REQUEST
Rewrite everything from the line containing "Draw the outline of every instance of the gray" down to the line containing "167L250 171L277 189L288", swapping "gray hair" for "silver hair" and changing nothing else. Leave the pictures out of your answer.

RECORDS SHOWN
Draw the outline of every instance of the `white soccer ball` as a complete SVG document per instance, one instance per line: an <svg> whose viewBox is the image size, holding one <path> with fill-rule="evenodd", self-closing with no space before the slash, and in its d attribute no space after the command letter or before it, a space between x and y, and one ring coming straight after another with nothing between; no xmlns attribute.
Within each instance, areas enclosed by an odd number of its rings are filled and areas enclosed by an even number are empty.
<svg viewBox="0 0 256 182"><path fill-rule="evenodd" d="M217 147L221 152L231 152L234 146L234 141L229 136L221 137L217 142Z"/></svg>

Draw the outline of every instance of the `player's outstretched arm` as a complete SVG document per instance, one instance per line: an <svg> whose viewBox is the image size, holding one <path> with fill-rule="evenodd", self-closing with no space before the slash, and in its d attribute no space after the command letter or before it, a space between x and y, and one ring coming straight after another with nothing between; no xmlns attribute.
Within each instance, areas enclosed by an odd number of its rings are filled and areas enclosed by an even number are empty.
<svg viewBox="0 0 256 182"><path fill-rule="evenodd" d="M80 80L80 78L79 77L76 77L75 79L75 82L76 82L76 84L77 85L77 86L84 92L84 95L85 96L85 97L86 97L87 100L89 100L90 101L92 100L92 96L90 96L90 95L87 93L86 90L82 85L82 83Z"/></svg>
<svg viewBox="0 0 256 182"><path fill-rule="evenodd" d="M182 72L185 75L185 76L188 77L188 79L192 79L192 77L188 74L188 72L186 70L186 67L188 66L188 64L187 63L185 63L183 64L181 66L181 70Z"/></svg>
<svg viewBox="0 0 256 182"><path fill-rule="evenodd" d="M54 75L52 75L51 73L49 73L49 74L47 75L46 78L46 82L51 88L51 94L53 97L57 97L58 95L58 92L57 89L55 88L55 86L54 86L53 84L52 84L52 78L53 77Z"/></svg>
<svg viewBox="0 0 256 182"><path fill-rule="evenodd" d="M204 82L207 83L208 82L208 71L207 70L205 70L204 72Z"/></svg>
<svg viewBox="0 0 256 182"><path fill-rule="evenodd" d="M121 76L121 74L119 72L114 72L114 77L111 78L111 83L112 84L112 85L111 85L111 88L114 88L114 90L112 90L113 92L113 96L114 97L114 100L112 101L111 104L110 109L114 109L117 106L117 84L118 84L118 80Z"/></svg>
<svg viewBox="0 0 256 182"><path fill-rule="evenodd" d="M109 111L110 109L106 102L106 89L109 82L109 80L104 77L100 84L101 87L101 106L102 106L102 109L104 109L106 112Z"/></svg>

* * *

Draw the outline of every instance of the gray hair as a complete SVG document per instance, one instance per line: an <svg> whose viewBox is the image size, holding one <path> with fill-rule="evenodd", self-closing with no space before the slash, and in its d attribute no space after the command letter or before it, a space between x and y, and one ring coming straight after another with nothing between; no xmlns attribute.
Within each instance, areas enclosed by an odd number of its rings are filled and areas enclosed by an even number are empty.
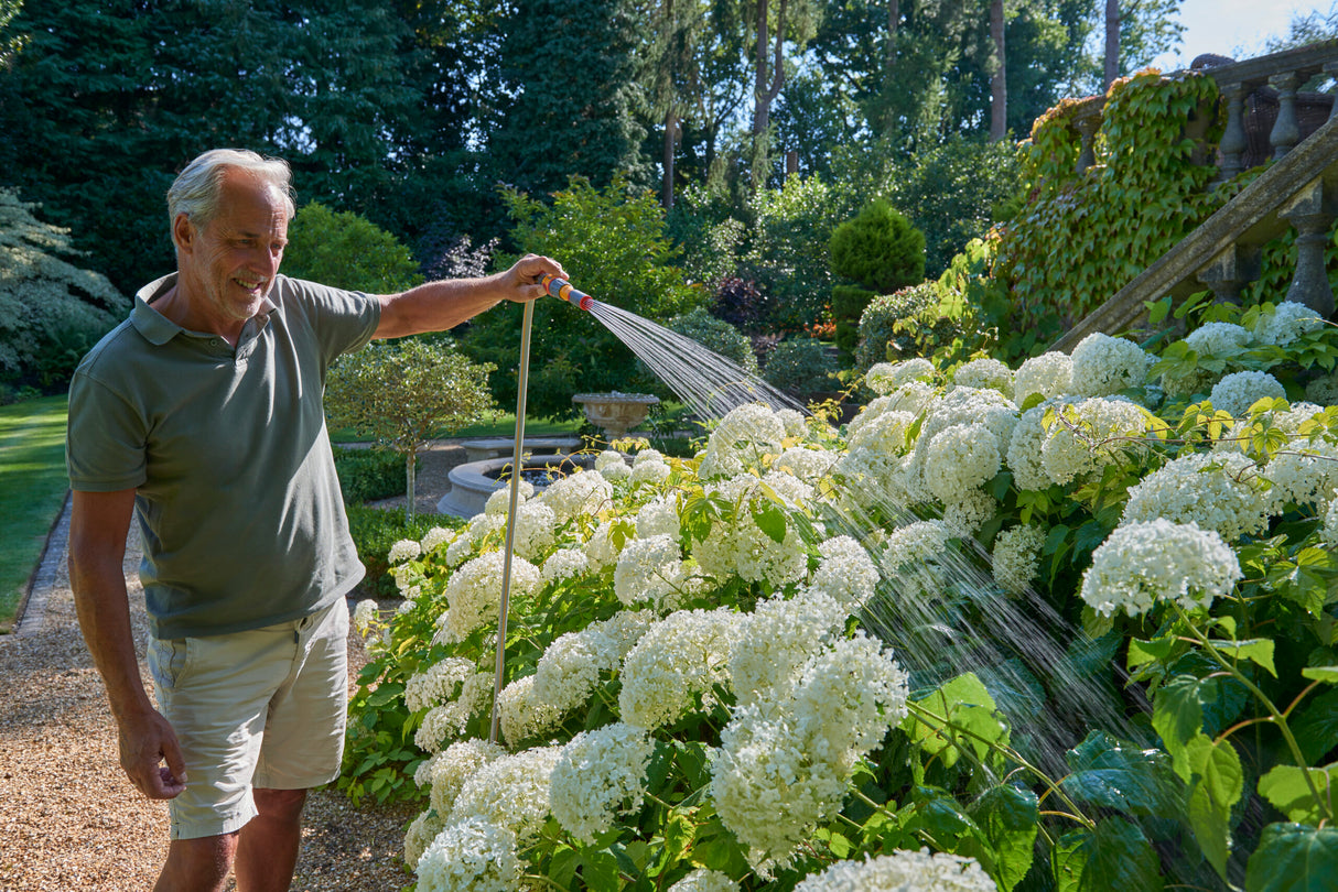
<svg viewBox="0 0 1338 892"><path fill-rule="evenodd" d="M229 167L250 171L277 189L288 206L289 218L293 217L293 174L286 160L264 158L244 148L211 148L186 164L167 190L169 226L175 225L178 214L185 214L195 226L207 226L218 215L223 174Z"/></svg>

COMPLETE ANSWER
Draw the outline of every instance of the silver hair as a complete SVG document per instance, one instance per line: an <svg> whose viewBox is the image size, holding one <path> with fill-rule="evenodd", self-closing with no space before the slash, and in its d attribute no space after the command letter or before it, a space between x and y, and one ring coming straight after another with nothing between; no xmlns attribute.
Within each instance, areas enclosed by an odd number of its rings are filled and areas enclosed by an even number are empty.
<svg viewBox="0 0 1338 892"><path fill-rule="evenodd" d="M229 167L250 171L277 189L288 206L289 218L293 217L293 174L286 160L264 158L244 148L211 148L186 164L167 190L169 226L175 225L178 214L185 214L195 226L207 226L218 215L223 174Z"/></svg>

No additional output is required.